WHAT THIS TASK INVOLVES: Rewrite the entries as a Markdown table with columns Row and Line, starting at the line containing "reads [[349, 623]]." and running through the last line of the entries. Give each line its own row with a row number, and leave out blank lines.

### INFORMATION SUPPLIED ###

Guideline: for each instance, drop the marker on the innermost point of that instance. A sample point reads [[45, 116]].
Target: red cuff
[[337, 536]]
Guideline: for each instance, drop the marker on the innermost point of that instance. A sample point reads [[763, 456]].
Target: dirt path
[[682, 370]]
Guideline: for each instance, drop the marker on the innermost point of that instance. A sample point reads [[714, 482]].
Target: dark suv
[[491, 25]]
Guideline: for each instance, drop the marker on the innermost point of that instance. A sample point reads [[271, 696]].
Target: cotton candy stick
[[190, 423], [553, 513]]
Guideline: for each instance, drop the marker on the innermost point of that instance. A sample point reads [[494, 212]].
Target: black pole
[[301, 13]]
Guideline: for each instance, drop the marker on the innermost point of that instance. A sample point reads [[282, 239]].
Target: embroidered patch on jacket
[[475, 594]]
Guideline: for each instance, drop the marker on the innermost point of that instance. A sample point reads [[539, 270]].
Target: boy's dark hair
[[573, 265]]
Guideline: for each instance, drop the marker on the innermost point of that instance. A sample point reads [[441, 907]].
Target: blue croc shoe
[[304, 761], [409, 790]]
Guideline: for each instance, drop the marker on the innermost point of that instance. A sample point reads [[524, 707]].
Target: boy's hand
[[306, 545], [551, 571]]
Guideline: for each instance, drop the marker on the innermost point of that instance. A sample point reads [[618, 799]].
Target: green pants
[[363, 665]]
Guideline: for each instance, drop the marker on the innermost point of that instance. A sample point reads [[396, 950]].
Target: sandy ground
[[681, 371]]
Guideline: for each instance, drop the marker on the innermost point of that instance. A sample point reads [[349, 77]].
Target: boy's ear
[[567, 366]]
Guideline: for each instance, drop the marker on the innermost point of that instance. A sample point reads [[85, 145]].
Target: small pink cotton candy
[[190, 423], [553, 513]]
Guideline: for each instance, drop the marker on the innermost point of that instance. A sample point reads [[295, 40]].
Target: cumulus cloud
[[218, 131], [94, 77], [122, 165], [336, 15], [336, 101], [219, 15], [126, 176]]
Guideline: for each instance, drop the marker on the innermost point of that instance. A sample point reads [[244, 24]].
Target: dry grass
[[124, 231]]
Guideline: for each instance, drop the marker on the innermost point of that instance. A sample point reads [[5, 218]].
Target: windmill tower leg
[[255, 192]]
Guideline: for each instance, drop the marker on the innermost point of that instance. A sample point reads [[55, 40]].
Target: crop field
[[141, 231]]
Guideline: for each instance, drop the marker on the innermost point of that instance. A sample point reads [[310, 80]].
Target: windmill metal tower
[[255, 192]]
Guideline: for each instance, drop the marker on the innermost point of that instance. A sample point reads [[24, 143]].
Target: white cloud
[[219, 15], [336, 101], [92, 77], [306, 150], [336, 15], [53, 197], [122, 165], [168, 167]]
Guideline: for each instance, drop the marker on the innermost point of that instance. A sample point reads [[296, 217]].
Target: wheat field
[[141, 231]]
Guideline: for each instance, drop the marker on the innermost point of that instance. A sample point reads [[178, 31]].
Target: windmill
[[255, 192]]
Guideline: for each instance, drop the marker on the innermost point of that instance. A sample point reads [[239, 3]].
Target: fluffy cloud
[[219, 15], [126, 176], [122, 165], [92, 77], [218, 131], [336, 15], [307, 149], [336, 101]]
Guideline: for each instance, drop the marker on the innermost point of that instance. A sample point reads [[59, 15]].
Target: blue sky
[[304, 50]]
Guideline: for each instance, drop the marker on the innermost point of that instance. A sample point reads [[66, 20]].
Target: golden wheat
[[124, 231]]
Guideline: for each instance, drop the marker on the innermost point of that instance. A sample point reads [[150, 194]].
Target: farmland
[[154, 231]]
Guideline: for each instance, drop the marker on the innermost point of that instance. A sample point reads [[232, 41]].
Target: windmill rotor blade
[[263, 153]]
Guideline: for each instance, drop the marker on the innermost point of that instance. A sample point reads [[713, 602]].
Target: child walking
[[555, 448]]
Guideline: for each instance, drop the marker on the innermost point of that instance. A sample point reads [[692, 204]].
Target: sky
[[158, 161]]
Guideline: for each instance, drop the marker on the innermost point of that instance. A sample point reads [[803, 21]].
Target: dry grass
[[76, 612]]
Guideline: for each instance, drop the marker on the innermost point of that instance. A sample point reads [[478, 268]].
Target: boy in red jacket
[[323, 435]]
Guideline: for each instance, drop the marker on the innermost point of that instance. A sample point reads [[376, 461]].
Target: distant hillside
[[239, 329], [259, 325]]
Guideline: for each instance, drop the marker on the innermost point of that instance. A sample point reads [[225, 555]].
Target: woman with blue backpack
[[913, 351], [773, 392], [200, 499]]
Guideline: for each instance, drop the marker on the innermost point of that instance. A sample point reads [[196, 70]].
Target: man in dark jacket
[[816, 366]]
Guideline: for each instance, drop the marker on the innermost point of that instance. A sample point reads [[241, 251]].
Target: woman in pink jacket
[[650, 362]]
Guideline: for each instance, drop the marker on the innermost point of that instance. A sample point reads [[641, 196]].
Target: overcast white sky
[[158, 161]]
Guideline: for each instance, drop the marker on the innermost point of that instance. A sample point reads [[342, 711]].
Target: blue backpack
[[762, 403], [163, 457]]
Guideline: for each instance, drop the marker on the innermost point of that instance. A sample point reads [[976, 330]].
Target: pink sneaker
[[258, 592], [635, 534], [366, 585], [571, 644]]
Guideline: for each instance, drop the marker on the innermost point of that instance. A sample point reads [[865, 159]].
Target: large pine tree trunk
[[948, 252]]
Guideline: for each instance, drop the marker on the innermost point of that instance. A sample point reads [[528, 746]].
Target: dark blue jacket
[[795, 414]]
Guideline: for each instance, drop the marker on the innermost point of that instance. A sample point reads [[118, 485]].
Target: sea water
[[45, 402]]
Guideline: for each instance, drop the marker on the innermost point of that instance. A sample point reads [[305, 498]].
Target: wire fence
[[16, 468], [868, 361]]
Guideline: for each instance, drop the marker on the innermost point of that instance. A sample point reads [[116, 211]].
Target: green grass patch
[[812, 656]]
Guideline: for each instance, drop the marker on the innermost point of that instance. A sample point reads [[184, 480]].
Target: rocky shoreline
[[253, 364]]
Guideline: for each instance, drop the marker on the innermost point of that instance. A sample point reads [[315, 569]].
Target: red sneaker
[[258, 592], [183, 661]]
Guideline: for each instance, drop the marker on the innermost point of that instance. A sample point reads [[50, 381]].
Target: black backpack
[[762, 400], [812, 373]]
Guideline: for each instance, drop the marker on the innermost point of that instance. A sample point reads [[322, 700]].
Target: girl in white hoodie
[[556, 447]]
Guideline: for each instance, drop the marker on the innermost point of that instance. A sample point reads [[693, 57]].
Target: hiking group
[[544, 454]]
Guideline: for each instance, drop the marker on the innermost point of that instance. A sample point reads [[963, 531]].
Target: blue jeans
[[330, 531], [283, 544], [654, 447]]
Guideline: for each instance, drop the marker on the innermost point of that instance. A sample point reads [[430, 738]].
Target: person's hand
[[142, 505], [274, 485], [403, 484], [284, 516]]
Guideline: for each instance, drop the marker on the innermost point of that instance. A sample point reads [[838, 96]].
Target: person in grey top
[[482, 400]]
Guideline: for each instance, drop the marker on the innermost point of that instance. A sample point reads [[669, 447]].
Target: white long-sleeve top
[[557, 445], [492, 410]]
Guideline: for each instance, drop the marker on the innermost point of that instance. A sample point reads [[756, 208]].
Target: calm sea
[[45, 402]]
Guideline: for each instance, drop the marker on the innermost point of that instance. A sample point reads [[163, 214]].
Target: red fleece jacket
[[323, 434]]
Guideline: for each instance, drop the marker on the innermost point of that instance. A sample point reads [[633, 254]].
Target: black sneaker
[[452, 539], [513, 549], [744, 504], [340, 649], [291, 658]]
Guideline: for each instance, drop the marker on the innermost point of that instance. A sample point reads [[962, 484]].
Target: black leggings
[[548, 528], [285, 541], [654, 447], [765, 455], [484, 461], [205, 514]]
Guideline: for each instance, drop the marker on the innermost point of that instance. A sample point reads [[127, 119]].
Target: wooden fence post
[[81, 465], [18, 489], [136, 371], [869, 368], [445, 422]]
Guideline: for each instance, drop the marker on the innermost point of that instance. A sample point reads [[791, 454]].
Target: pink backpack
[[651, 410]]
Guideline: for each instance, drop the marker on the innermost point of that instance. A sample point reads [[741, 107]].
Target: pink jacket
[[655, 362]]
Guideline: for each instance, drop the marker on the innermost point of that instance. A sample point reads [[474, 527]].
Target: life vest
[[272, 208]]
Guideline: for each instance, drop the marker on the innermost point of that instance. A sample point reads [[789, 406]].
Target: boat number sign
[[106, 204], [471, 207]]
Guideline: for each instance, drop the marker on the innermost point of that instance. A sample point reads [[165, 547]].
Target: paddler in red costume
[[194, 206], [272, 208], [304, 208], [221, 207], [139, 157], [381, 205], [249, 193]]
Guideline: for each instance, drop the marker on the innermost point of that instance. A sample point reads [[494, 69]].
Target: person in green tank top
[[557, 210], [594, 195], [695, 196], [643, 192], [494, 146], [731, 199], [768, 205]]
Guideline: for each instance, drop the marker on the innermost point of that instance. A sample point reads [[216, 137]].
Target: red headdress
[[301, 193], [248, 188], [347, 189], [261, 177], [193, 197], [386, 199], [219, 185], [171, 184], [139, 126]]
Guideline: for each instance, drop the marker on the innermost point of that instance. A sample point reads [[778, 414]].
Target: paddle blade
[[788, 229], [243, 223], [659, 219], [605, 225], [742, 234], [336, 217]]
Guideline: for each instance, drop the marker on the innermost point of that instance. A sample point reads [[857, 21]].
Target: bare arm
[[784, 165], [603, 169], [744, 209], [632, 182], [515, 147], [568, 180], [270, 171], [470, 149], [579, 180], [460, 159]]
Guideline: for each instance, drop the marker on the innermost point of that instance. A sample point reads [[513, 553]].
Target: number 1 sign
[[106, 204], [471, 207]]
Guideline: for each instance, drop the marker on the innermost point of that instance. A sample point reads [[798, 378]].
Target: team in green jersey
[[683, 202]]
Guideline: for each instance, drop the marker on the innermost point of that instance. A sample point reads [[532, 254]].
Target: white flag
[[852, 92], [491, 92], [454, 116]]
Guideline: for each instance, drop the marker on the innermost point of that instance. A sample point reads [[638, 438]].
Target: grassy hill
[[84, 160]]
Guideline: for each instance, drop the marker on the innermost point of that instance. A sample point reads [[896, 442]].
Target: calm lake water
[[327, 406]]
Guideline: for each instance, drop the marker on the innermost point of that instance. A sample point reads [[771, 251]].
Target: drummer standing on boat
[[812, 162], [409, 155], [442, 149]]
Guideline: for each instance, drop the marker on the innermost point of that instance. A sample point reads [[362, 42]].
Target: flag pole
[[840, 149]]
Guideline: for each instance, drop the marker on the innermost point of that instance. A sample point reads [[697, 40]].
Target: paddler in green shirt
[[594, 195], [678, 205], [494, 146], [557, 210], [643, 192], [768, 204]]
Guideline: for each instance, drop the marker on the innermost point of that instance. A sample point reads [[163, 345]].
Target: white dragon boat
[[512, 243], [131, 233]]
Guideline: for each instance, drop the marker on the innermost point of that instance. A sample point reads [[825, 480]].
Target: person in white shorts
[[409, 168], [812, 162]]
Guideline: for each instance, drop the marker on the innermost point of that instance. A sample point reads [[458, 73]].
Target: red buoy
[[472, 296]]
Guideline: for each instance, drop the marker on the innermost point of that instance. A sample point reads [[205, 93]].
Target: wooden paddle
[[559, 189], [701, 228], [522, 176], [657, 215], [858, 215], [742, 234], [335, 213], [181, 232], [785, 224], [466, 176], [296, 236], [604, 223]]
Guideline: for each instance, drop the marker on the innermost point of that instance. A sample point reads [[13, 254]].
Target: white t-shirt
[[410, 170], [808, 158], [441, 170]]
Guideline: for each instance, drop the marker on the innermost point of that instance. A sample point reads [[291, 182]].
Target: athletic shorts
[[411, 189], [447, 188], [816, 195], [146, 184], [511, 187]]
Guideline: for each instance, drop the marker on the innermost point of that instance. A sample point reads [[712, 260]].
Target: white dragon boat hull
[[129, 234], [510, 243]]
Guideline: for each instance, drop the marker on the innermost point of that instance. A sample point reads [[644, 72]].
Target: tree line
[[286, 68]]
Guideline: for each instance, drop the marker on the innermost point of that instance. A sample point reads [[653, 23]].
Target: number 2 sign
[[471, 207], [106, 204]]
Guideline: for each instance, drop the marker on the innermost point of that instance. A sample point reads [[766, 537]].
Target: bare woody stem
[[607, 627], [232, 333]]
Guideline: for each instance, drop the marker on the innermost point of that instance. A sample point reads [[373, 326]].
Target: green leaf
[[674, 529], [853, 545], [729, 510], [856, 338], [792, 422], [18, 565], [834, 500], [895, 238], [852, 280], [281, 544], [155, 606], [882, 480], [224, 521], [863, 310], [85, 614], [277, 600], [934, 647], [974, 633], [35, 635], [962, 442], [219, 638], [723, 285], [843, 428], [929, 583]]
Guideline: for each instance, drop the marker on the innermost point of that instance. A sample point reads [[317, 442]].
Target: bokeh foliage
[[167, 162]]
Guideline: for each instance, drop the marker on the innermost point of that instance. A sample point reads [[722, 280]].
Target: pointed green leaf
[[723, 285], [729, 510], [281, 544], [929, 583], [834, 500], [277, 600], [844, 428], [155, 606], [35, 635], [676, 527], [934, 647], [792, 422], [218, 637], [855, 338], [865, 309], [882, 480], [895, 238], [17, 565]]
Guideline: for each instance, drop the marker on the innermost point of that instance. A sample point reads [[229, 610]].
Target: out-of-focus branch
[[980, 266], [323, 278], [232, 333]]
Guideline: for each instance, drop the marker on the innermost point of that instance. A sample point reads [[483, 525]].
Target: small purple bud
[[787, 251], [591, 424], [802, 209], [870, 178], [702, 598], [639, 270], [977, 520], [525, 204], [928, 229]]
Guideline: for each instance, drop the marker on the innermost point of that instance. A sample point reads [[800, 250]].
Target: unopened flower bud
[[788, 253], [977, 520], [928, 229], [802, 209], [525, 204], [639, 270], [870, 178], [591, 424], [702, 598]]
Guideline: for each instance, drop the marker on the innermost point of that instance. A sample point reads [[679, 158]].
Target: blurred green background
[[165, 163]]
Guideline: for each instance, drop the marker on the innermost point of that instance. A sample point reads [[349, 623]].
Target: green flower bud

###

WRITTEN REPLY:
| Row | Line |
|---|---|
| 1 | Guideline: for each instance, drop the marker on the innermost point of that instance. A sample point reads [[349, 623]]. |
| 2 | Target: green flower bud |